BRIEF 1
Shift every coordinate in the answers of the listing up by 69. Give the listing again from its start through the line that contains "point(330, 350)", with all other lines carried over unchanged, and leave the pictures out.

ARTICLE

***

Claim(s) 1-3 and 11-15 is/are rejected under 35 U.S.C. 103 as being unpatentable over Penley (US 10899456) in view of Howard (US 2014/0358378). Penley teaches an impulse generator (fig. 2B: supp. DSA 122) couplable to a seat pan configured to provide compression load onto a spine of a sitting passenger during a forward deceleration event (it provides an axial compression load, similar to that discussed in parent application 17/705614); a controller coupled to the impulse generator and an inertial sensor (fig. 2B: 126; Col. 4, lines 37-39 and Col. 5, lines 55-57 discuss accelerometers for sensing an accident) and activation of the impulse generator based on the forward deceleration signal (Cols. 4-5, lines 62-25).
Penley does not expressly teach one or more processors and a memory with stored instructions to cause the one or more processors to receive a forward deceleration signal and activate the impulse generator based on the signal. However, Howard teaches raising a seat pan in response to an accident using a processor and memory having stored instructions (figs. 5, 6A: 60, 64; paragraph 0024). It would have been obvious to a person having ordinary skill in the art, before the effective filing date of the invention, to provide a processor and memory to the system of Penley in order to provide the desired timing and magnitude of impulse.
As concerns claim 2, Penley, as modified, teaches wherein the impulse generator is couplable to a frame of the seat (fig. 2B: supp DSA 122 must be coupled to the frame in order to press the seat pan upward, similar to that shown in fig. 4B).
As concerns claim 3, Penley, as modified, teaches wherein the safety seat system further comprises the at least one of the frame (as discussed in claim 2).
As concerns claim 11, Penley, as modified, teaches wherein the impulse generator comprises: a solenoid (Penley, Col. 5, lines 61-64); and a piston mechanically disposed within the solenoid and mechanically coupled to the seat pan (fig. 4B: piston 132), wherein an activation of the solenoid translates the piston, wherein a translation of the piston provides the axial compression load (the supp DSA of 122 may be piston/solenoid shown in fig. 4B which provides the compression load to the seat pan).
As concerns claim 12, Penley, as modified, teaches the inertial sensor (fig. 2B: 126).
As concerns claim 13, Penley, as modified, teaches a seat belt (fig. 1: 108).
As concerns claim 14, Penley teaches detecting a forward deceleration event (fig. 2B: 126); activating an impulse generator (fig. 2B: supp DSA 122); and delivering a compression load to the passenger based on the deceleration event signal (Cols. 4-5, lines 62-25). Penly does not expressly teach using a controller for receiving the signal and activation of the impulse generator. However, Howard teaches use of a controller for receiving deceleration signals and actuation of the crash response in the seat (paragraph 0024). It would have been obvious to a person having ordinary skill in the art, before the effective filing date of the invention, to provide a controller for appropriately determining the signal and activation of the impulse.
As concerns claim 15, Penley teaches wherein the compression load comprises expanding an airbag (fig. 2B: supp DSA 122 is an airbag).

***

DATA PROVIDED
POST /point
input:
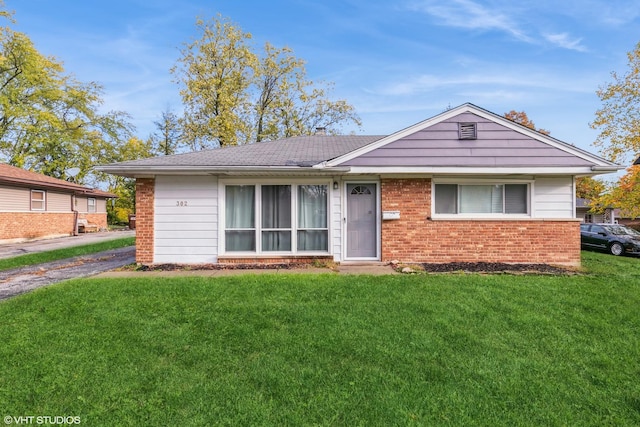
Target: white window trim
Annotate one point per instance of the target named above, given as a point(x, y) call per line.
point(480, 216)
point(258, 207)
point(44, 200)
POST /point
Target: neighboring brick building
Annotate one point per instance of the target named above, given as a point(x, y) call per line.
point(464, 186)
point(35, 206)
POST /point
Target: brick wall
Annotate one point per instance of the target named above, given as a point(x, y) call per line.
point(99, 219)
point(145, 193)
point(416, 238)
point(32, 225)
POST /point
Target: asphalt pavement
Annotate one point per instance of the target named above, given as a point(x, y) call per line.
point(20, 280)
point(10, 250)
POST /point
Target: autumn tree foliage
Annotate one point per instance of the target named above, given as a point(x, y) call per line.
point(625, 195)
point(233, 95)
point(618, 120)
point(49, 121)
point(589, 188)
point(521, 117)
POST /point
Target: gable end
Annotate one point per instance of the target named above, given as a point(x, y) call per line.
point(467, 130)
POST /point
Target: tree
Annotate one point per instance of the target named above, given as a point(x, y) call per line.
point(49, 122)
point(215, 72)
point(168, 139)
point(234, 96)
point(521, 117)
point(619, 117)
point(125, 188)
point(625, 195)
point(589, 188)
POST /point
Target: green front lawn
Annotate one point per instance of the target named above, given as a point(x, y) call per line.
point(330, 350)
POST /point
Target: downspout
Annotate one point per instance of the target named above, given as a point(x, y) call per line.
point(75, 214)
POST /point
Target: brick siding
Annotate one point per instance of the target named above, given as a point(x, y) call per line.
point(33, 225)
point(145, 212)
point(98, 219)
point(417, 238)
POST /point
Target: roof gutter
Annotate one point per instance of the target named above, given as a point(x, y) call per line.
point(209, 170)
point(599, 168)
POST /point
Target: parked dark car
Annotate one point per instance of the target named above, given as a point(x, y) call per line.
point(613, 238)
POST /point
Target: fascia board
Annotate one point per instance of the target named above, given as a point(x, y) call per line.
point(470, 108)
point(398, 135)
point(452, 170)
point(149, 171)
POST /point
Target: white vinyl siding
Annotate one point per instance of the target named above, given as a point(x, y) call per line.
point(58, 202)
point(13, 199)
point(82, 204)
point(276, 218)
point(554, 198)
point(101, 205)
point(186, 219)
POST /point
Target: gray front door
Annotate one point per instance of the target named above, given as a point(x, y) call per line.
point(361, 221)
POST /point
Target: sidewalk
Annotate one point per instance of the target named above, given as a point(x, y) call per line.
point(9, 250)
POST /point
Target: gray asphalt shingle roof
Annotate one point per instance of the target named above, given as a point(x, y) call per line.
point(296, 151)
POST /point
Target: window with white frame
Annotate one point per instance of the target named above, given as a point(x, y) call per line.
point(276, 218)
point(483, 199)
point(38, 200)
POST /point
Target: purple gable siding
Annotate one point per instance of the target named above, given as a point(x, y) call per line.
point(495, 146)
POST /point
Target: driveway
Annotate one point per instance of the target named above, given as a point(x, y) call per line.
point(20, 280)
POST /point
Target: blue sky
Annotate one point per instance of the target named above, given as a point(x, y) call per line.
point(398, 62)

***

BRIEF 2
Answer these questions from the patent rejection.
(a) Which reference numeral in Penley's fig. 2B marks the inertial sensor?
(b) For claim 15, what does the rejection say supp DSA 122 is?
(c) Which reference numeral in fig. 1 is cited for the seat belt?

CORRECT OUTPUT 1
POST /point
input:
Target: white window trim
Annotate one point per instance of the target named above, given as a point(x, y) call per line.
point(549, 285)
point(327, 276)
point(113, 269)
POST /point
Target: neighboring brick building
Annotate one point per instance of the target named above, given as a point(x, y) call per line.
point(533, 255)
point(104, 275)
POST /point
Target: brick wall
Annotate one point per instance of the target named above, given as a point(x, y) call per line.
point(168, 288)
point(214, 262)
point(485, 307)
point(101, 294)
POST /point
Target: asphalt pavement
Annotate one point per instance of the target named above, given as a point(x, y) call per line.
point(89, 349)
point(79, 319)
POST /point
Target: autumn tree foliage
Annotate one point per instance of the target named above, given as a point(x, y) call per line.
point(694, 264)
point(302, 164)
point(687, 189)
point(118, 190)
point(658, 257)
point(590, 186)
POST /point
Target: gable end
Annotate one point per instance of the target named above, given as a point(x, y) call per line.
point(536, 199)
POST /point
Target: tree
Annotate one point per instance of the target named above, given as a point(x, y) call per line.
point(118, 191)
point(284, 141)
point(237, 208)
point(303, 165)
point(590, 186)
point(688, 186)
point(194, 257)
point(694, 264)
point(658, 257)
POST /point
Target: green front lawn
Annotate one point per instance of the target named above, given as a point(x, y) call per line.
point(399, 419)

CORRECT OUTPUT 2
(a) 126
(b) An airbag
(c) 108